(Stored items)
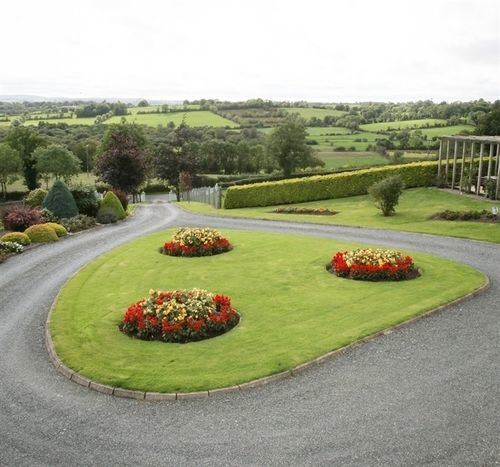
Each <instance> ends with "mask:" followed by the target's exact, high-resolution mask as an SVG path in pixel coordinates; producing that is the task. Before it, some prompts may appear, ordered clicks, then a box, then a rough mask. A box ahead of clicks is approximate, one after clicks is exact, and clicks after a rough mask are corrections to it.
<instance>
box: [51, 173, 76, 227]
mask: <svg viewBox="0 0 500 467" xmlns="http://www.w3.org/2000/svg"><path fill="white" fill-rule="evenodd" d="M43 207H44V208H47V209H48V210H49V211H51V212H52V213H53V214H54V215H55V216H56V217H59V218H62V217H73V216H76V215H77V214H78V208H77V207H76V203H75V200H74V198H73V195H72V194H71V192H70V191H69V190H68V187H67V186H66V185H65V184H64V183H63V182H61V181H60V180H56V181H55V182H54V185H52V188H51V189H50V191H49V192H48V194H47V196H46V197H45V199H44V200H43Z"/></svg>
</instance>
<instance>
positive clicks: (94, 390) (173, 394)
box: [45, 276, 490, 401]
mask: <svg viewBox="0 0 500 467" xmlns="http://www.w3.org/2000/svg"><path fill="white" fill-rule="evenodd" d="M485 278H486V282H485V283H484V284H483V285H482V286H481V287H480V288H479V289H476V290H474V291H473V292H470V293H469V294H467V295H464V296H463V297H460V298H457V299H456V300H453V301H451V302H449V303H446V304H444V305H441V306H439V307H437V308H434V309H432V310H429V311H427V312H425V313H423V314H421V315H419V316H415V317H413V318H410V319H409V320H407V321H404V322H403V323H400V324H397V325H395V326H392V327H390V328H387V329H384V330H382V331H379V332H377V333H375V334H372V335H370V336H367V337H364V338H362V339H360V340H358V341H355V342H352V343H350V344H348V345H346V346H344V347H341V348H339V349H336V350H332V351H331V352H328V353H326V354H324V355H321V356H320V357H318V358H315V359H314V360H311V361H310V362H306V363H302V364H301V365H298V366H296V367H294V368H292V369H290V370H286V371H282V372H281V373H276V374H274V375H271V376H266V377H264V378H259V379H255V380H253V381H249V382H247V383H242V384H238V385H236V386H229V387H226V388H220V389H213V390H208V391H196V392H169V393H160V392H148V391H135V390H130V389H123V388H117V387H113V386H108V385H105V384H100V383H97V382H95V381H92V380H90V379H88V378H86V377H85V376H82V375H80V374H79V373H77V372H75V371H73V370H71V369H70V368H68V367H67V366H66V365H64V363H63V362H62V361H61V360H60V358H59V356H58V355H57V353H56V351H55V349H54V343H53V341H52V337H51V335H50V331H49V325H50V316H51V314H52V311H53V309H54V304H55V303H56V301H57V298H58V297H56V299H55V300H54V304H53V305H52V307H51V309H50V312H49V316H48V318H47V322H46V323H45V345H46V347H47V352H48V355H49V359H50V361H51V362H52V364H53V365H54V366H55V367H56V369H57V370H58V371H59V373H61V374H62V375H64V376H65V377H66V378H68V379H69V380H70V381H73V382H74V383H76V384H79V385H80V386H83V387H85V388H87V389H91V390H93V391H97V392H100V393H102V394H107V395H111V396H116V397H125V398H128V399H136V400H145V401H166V400H168V401H172V400H188V399H202V398H206V397H210V396H216V395H218V394H228V393H233V392H238V391H243V390H246V389H251V388H257V387H260V386H264V385H266V384H269V383H273V382H275V381H280V380H282V379H285V378H289V377H293V376H295V375H297V374H299V373H302V372H304V371H305V370H307V369H309V368H311V367H313V366H316V365H319V364H321V363H323V362H324V361H326V360H328V359H330V358H332V357H334V356H336V355H340V354H342V353H344V352H346V351H348V350H350V349H351V348H354V347H357V346H359V345H362V344H364V343H365V342H368V341H371V340H372V339H376V338H377V337H380V336H384V335H387V334H390V333H392V332H394V331H396V330H398V329H401V328H403V327H406V326H408V325H410V324H412V323H413V322H415V321H417V320H420V319H422V318H426V317H429V316H430V315H433V314H435V313H437V312H439V311H442V310H444V309H446V308H448V307H450V306H452V305H457V304H459V303H462V302H465V301H467V300H469V299H471V298H473V297H475V296H476V295H478V294H480V293H482V292H484V291H485V290H487V289H488V288H489V286H490V280H489V278H488V276H485Z"/></svg>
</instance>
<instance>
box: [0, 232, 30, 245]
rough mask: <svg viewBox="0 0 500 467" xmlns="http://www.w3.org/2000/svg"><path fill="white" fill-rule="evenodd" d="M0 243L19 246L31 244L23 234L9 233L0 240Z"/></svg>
mask: <svg viewBox="0 0 500 467" xmlns="http://www.w3.org/2000/svg"><path fill="white" fill-rule="evenodd" d="M0 242H15V243H19V244H20V245H24V246H26V245H29V244H30V243H31V240H30V238H29V237H28V236H27V235H26V234H25V233H23V232H9V233H6V234H5V235H3V236H2V237H1V238H0Z"/></svg>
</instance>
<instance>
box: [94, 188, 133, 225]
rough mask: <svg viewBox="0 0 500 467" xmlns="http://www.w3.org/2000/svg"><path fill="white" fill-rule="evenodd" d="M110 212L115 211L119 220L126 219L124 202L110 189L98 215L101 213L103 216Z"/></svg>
mask: <svg viewBox="0 0 500 467" xmlns="http://www.w3.org/2000/svg"><path fill="white" fill-rule="evenodd" d="M108 213H113V214H114V215H115V216H116V218H117V219H118V220H122V219H125V217H126V215H127V214H126V213H125V209H123V206H122V203H121V202H120V200H119V199H118V198H117V196H116V195H115V194H114V193H113V192H112V191H108V192H107V193H106V195H105V196H104V199H103V200H102V203H101V207H100V208H99V212H98V213H97V217H98V218H99V216H100V215H101V216H103V215H104V214H108ZM99 222H100V221H99Z"/></svg>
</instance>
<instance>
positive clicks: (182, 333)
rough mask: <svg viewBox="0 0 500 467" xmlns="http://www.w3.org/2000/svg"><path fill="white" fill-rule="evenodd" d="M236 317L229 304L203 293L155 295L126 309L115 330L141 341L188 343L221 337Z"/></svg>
mask: <svg viewBox="0 0 500 467" xmlns="http://www.w3.org/2000/svg"><path fill="white" fill-rule="evenodd" d="M239 320H240V317H239V315H238V313H237V312H236V311H235V310H234V308H232V307H231V300H230V299H229V297H226V296H224V295H215V294H212V293H209V292H207V291H206V290H200V289H191V290H173V291H166V292H161V291H155V290H153V289H151V290H150V291H149V296H148V297H147V298H145V299H144V300H140V301H139V302H137V303H134V304H133V305H131V306H129V307H128V309H127V311H126V312H125V316H124V318H123V320H122V322H121V323H120V325H119V329H120V330H121V331H122V332H123V333H125V334H127V335H129V336H134V337H138V338H139V339H144V340H163V341H165V342H191V341H198V340H202V339H208V338H210V337H214V336H217V335H219V334H223V333H224V332H226V331H229V330H230V329H232V328H233V327H234V326H236V325H237V324H238V322H239Z"/></svg>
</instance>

**WHAT YOU NEED TO DO:**
Copy the records above precisely, and leave every image out of the copy.

**RESULT OF THE EXERCISE:**
Each <instance> ends with "mask:" followed by the target's exact, high-resolution mask as an SVG path in pixel coordinates; producing that is the task. Before it, some prompts may appear, ordered clicks, then a box, then a rough mask. A box ahead of clicks is approximate, one after clicks is exact, and clicks after a rough mask are corrections to it.
<instance>
box: [51, 173, 76, 227]
mask: <svg viewBox="0 0 500 467" xmlns="http://www.w3.org/2000/svg"><path fill="white" fill-rule="evenodd" d="M43 207H44V208H47V209H48V210H49V211H51V212H52V213H53V214H54V215H55V216H56V217H59V218H62V217H73V216H76V215H77V214H78V208H77V207H76V203H75V200H74V198H73V195H72V194H71V192H70V191H69V190H68V187H67V186H66V185H65V184H64V183H63V182H61V181H60V180H56V181H55V182H54V185H52V188H51V189H50V191H49V192H48V194H47V196H46V197H45V199H44V200H43Z"/></svg>
</instance>
<instance>
positive clicks: (94, 390) (173, 394)
box: [45, 276, 490, 401]
mask: <svg viewBox="0 0 500 467" xmlns="http://www.w3.org/2000/svg"><path fill="white" fill-rule="evenodd" d="M485 278H486V282H485V283H484V284H483V285H482V286H481V287H480V288H479V289H476V290H474V291H473V292H470V293H469V294H467V295H464V296H463V297H460V298H457V299H456V300H453V301H451V302H449V303H446V304H444V305H441V306H439V307H437V308H434V309H432V310H429V311H427V312H425V313H423V314H421V315H419V316H415V317H413V318H410V319H409V320H407V321H404V322H403V323H400V324H397V325H395V326H392V327H390V328H387V329H384V330H382V331H379V332H377V333H375V334H372V335H370V336H367V337H364V338H362V339H360V340H358V341H355V342H352V343H350V344H348V345H346V346H344V347H341V348H339V349H336V350H332V351H331V352H328V353H326V354H324V355H321V356H320V357H318V358H315V359H314V360H311V361H310V362H306V363H302V364H301V365H298V366H296V367H294V368H292V369H290V370H286V371H282V372H281V373H276V374H274V375H271V376H266V377H264V378H259V379H255V380H253V381H249V382H247V383H242V384H238V385H236V386H229V387H226V388H220V389H213V390H208V391H196V392H169V393H160V392H148V391H135V390H130V389H123V388H117V387H113V386H108V385H105V384H100V383H97V382H95V381H92V380H90V379H88V378H86V377H85V376H82V375H80V374H79V373H77V372H75V371H73V370H71V369H70V368H68V367H67V366H66V365H64V363H63V362H62V361H61V360H60V358H59V356H58V355H57V353H56V351H55V349H54V343H53V341H52V337H51V335H50V331H49V325H50V316H51V314H52V311H53V309H54V304H55V303H56V301H57V298H58V297H56V299H55V300H54V304H53V305H52V307H51V309H50V312H49V316H48V318H47V322H46V323H45V345H46V347H47V352H48V355H49V359H50V361H51V362H52V364H53V365H54V366H55V367H56V369H57V370H58V371H59V373H61V374H62V375H64V376H65V377H66V378H68V379H69V380H70V381H73V382H74V383H76V384H79V385H80V386H83V387H85V388H87V389H91V390H93V391H97V392H100V393H102V394H107V395H111V396H116V397H125V398H128V399H136V400H145V401H166V400H168V401H172V400H188V399H202V398H206V397H210V396H216V395H218V394H228V393H233V392H238V391H243V390H246V389H251V388H257V387H260V386H264V385H266V384H269V383H273V382H275V381H280V380H282V379H285V378H289V377H293V376H295V375H297V374H299V373H302V372H304V371H305V370H307V369H309V368H311V367H313V366H316V365H319V364H321V363H323V362H324V361H326V360H328V359H330V358H332V357H334V356H336V355H340V354H342V353H344V352H346V351H348V350H350V349H351V348H354V347H357V346H359V345H362V344H364V343H365V342H368V341H371V340H372V339H376V338H377V337H380V336H384V335H387V334H390V333H392V332H394V331H396V330H398V329H401V328H403V327H406V326H408V325H410V324H412V323H413V322H415V321H417V320H420V319H422V318H426V317H429V316H430V315H433V314H435V313H437V312H439V311H442V310H444V309H446V308H448V307H450V306H452V305H457V304H459V303H462V302H465V301H467V300H469V299H471V298H473V297H475V296H476V295H478V294H480V293H482V292H484V291H485V290H487V289H488V288H489V286H490V280H489V278H488V276H485Z"/></svg>
</instance>
<instance>
box: [0, 232, 30, 245]
rough mask: <svg viewBox="0 0 500 467" xmlns="http://www.w3.org/2000/svg"><path fill="white" fill-rule="evenodd" d="M0 243L19 246L31 244L23 234L9 233L0 240Z"/></svg>
mask: <svg viewBox="0 0 500 467" xmlns="http://www.w3.org/2000/svg"><path fill="white" fill-rule="evenodd" d="M0 242H15V243H19V244H20V245H24V246H26V245H29V244H30V243H31V240H30V238H29V237H28V236H27V235H26V234H25V233H23V232H9V233H6V234H5V235H3V236H2V237H1V238H0Z"/></svg>
</instance>
<instance>
box: [94, 188, 133, 225]
rough mask: <svg viewBox="0 0 500 467" xmlns="http://www.w3.org/2000/svg"><path fill="white" fill-rule="evenodd" d="M110 212L115 211L119 220L126 219L124 202L110 189L98 215L101 213L103 216Z"/></svg>
mask: <svg viewBox="0 0 500 467" xmlns="http://www.w3.org/2000/svg"><path fill="white" fill-rule="evenodd" d="M108 213H113V214H114V215H115V216H116V218H117V219H118V220H122V219H125V217H126V215H127V214H126V213H125V209H123V206H122V203H121V202H120V200H119V199H118V198H117V196H116V195H115V194H114V193H113V192H112V191H108V192H107V193H106V195H105V196H104V199H103V200H102V203H101V207H100V208H99V212H98V213H97V217H98V218H99V216H100V215H101V216H103V215H104V214H108ZM99 222H100V221H99Z"/></svg>
</instance>
<instance>
positive clicks: (182, 333)
rough mask: <svg viewBox="0 0 500 467" xmlns="http://www.w3.org/2000/svg"><path fill="white" fill-rule="evenodd" d="M236 317L229 304L203 293L155 295L126 309L115 330L141 341L188 343L221 337Z"/></svg>
mask: <svg viewBox="0 0 500 467" xmlns="http://www.w3.org/2000/svg"><path fill="white" fill-rule="evenodd" d="M239 320H240V317H239V315H238V313H237V312H236V311H235V310H234V308H232V307H231V300H230V299H229V297H226V296H224V295H215V294H212V293H209V292H207V291H206V290H200V289H191V290H173V291H166V292H161V291H155V290H153V289H151V290H150V291H149V296H148V297H147V298H145V299H144V300H140V301H139V302H137V303H134V304H133V305H131V306H129V307H128V309H127V311H126V312H125V316H124V318H123V320H122V322H121V323H120V325H119V329H120V330H121V331H122V332H123V333H125V334H127V335H129V336H134V337H138V338H139V339H144V340H163V341H165V342H191V341H198V340H202V339H208V338H210V337H214V336H217V335H219V334H223V333H224V332H226V331H229V330H230V329H232V328H233V327H234V326H236V325H237V324H238V322H239Z"/></svg>
</instance>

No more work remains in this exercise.